A Flow-based Multi-agent Data Exfiltration Detection Architecture for Ultra-low Latency Networks

Abstract

Modern network infrastructures host converged applications that demand rapid elasticity of services, increased security, and ultra-fast reaction times. The Tactile Internet promises to facilitate the delivery of these services while enabling new economies of scale for high fidelity of machine-to-machine and human-to-machine interactions. Unavoidably, critical mission systems served by the Tactile Internet manifest high demands not only for high speed and reliable communications but equally, the ability to rapidly identify and mitigate threats and vulnerabilities. This article proposes a novel Multi-Agent Data Exfiltration Detector Architecture (MADEX), inspired by the mechanisms and features present in the human immune system. MADEX seeks to identify data exfiltration activities performed by evasive and stealthy malware that hides malicious traffic from an infected host in low-latency networks. Our approach uses cross-network traffic information collected by agents to effectively identify unknown illicit connections by an operating system subverted. MADEX does not require prior knowledge of the characteristics or behavior of the malicious code or a dedicated access to a knowledge repository. We tested the performance of MADEX in terms of its capacity to handle real-time data and the sensitivity of our algorithm’s classification when exposed to malicious traffic. Experimental evaluation results show that MADEX achieved 99.97% sensitivity, 98.78% accuracy, and an error rate of 1.21% when compared to its best rivals. We created a second version of MADEX, called MADEX level 2, that further improves its overall performance with a slight increase in computational complexity. We argue for the suitability of MADEX level 1 in non-critical environments, while MADEX level 2 can be used to avoid data exfiltration in critical mission systems. To the best of our knowledge, this is the first article in the literature that addresses the detection of rootkits real-time in an agnostic way using an artificial immune system approach while it satisfies strict latency requirements.

Source material:
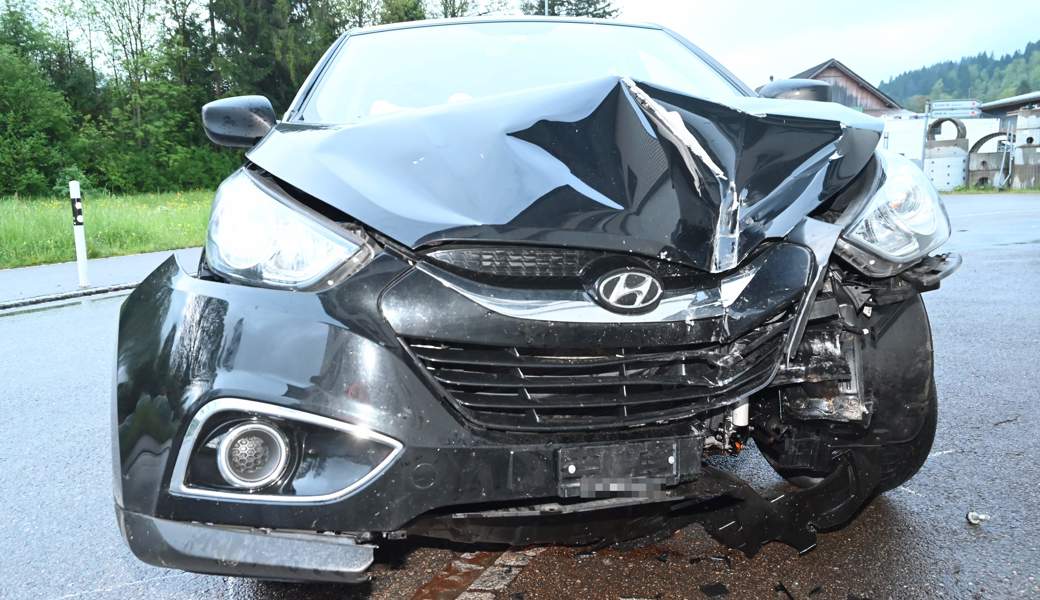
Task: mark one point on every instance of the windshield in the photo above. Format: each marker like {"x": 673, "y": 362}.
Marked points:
{"x": 387, "y": 72}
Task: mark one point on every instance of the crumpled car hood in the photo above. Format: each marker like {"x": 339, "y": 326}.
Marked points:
{"x": 606, "y": 163}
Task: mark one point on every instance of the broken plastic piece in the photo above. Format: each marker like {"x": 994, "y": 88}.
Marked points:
{"x": 977, "y": 518}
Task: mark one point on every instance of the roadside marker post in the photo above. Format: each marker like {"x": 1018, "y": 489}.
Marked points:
{"x": 77, "y": 232}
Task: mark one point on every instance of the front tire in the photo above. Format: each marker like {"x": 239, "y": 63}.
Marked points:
{"x": 898, "y": 380}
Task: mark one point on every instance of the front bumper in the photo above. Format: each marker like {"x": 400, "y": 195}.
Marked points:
{"x": 243, "y": 552}
{"x": 184, "y": 341}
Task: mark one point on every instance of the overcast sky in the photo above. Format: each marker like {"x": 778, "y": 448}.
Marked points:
{"x": 878, "y": 40}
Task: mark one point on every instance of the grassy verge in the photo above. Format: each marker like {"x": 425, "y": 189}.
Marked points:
{"x": 39, "y": 231}
{"x": 966, "y": 189}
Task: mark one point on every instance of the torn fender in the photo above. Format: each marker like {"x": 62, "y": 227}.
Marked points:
{"x": 607, "y": 163}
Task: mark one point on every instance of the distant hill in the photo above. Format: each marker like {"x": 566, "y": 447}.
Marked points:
{"x": 981, "y": 77}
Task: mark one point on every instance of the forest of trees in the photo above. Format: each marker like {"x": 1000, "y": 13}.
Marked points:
{"x": 981, "y": 77}
{"x": 109, "y": 92}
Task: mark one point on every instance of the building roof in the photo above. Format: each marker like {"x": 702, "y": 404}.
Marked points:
{"x": 812, "y": 72}
{"x": 1012, "y": 102}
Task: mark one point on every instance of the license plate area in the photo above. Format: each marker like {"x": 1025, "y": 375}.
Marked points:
{"x": 627, "y": 469}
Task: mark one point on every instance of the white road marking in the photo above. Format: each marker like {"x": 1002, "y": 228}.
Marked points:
{"x": 122, "y": 585}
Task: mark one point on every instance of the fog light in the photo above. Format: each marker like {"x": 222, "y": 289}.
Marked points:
{"x": 253, "y": 455}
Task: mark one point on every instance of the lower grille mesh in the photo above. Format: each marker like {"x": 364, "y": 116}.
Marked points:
{"x": 539, "y": 389}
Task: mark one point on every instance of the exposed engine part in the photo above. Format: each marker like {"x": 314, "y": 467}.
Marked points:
{"x": 828, "y": 369}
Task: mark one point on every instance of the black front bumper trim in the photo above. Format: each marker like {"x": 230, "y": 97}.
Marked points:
{"x": 243, "y": 552}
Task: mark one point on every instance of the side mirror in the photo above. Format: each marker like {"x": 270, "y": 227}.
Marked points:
{"x": 238, "y": 122}
{"x": 797, "y": 89}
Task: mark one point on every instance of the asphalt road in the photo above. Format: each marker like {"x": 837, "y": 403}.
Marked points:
{"x": 58, "y": 538}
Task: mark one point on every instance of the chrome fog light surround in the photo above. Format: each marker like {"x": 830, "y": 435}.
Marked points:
{"x": 178, "y": 481}
{"x": 253, "y": 455}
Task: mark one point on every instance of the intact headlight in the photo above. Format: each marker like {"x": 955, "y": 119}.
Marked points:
{"x": 905, "y": 219}
{"x": 259, "y": 237}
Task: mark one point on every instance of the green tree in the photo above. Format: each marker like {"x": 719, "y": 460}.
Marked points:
{"x": 361, "y": 12}
{"x": 35, "y": 126}
{"x": 593, "y": 8}
{"x": 400, "y": 10}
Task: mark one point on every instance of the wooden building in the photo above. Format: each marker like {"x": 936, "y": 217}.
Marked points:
{"x": 851, "y": 89}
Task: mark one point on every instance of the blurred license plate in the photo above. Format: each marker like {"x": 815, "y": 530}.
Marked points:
{"x": 627, "y": 468}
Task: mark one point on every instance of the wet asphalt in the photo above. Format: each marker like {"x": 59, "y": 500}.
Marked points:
{"x": 58, "y": 537}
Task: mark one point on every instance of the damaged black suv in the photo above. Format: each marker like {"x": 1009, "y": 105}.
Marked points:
{"x": 515, "y": 282}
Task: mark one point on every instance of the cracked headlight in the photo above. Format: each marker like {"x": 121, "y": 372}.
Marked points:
{"x": 905, "y": 219}
{"x": 258, "y": 236}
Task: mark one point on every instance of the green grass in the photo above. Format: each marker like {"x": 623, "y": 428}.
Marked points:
{"x": 39, "y": 231}
{"x": 987, "y": 189}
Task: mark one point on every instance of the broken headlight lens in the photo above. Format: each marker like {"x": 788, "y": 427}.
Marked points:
{"x": 905, "y": 219}
{"x": 259, "y": 237}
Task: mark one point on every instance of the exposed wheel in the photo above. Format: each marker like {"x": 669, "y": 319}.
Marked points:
{"x": 897, "y": 379}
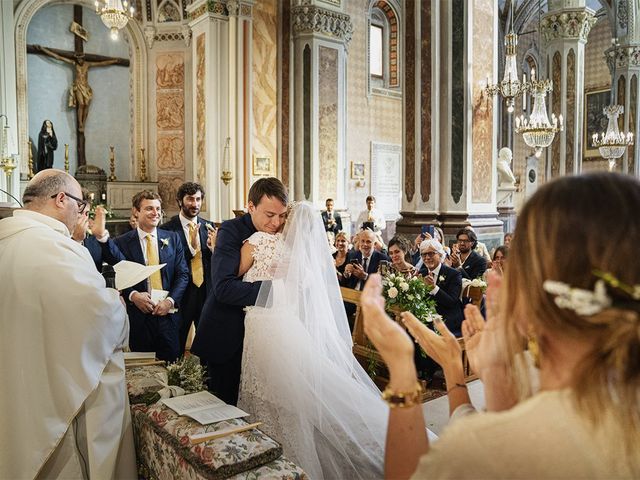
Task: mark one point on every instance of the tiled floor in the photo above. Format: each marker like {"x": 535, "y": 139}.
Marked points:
{"x": 436, "y": 412}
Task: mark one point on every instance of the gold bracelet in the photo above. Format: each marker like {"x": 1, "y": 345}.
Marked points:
{"x": 457, "y": 385}
{"x": 403, "y": 399}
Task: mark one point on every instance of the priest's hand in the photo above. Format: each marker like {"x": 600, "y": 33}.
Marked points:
{"x": 99, "y": 222}
{"x": 80, "y": 232}
{"x": 142, "y": 300}
{"x": 162, "y": 308}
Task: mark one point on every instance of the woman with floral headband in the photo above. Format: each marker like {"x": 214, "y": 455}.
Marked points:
{"x": 575, "y": 307}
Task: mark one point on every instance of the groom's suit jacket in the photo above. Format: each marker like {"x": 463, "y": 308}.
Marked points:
{"x": 221, "y": 329}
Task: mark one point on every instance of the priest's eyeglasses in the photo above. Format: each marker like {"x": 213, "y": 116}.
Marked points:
{"x": 82, "y": 204}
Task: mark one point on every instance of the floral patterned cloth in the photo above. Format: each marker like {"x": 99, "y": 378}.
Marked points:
{"x": 164, "y": 452}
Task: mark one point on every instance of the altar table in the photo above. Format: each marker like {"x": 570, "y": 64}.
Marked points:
{"x": 163, "y": 450}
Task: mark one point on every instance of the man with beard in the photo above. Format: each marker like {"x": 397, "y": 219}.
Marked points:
{"x": 464, "y": 258}
{"x": 197, "y": 242}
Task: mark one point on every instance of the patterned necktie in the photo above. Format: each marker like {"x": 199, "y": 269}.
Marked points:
{"x": 365, "y": 265}
{"x": 197, "y": 274}
{"x": 155, "y": 280}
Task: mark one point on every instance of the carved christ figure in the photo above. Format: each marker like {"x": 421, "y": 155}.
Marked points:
{"x": 80, "y": 93}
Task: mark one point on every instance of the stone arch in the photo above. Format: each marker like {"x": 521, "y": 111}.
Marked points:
{"x": 390, "y": 12}
{"x": 138, "y": 79}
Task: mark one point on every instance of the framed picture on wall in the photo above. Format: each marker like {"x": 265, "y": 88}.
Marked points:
{"x": 594, "y": 120}
{"x": 357, "y": 171}
{"x": 262, "y": 165}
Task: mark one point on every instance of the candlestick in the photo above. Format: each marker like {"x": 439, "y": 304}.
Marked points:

Instructions to follow:
According to the MADEX abstract, what sensitivity did MADEX achieve in the experimental evaluation? Nothing in the items is needed here.

Expected answer:
99.97%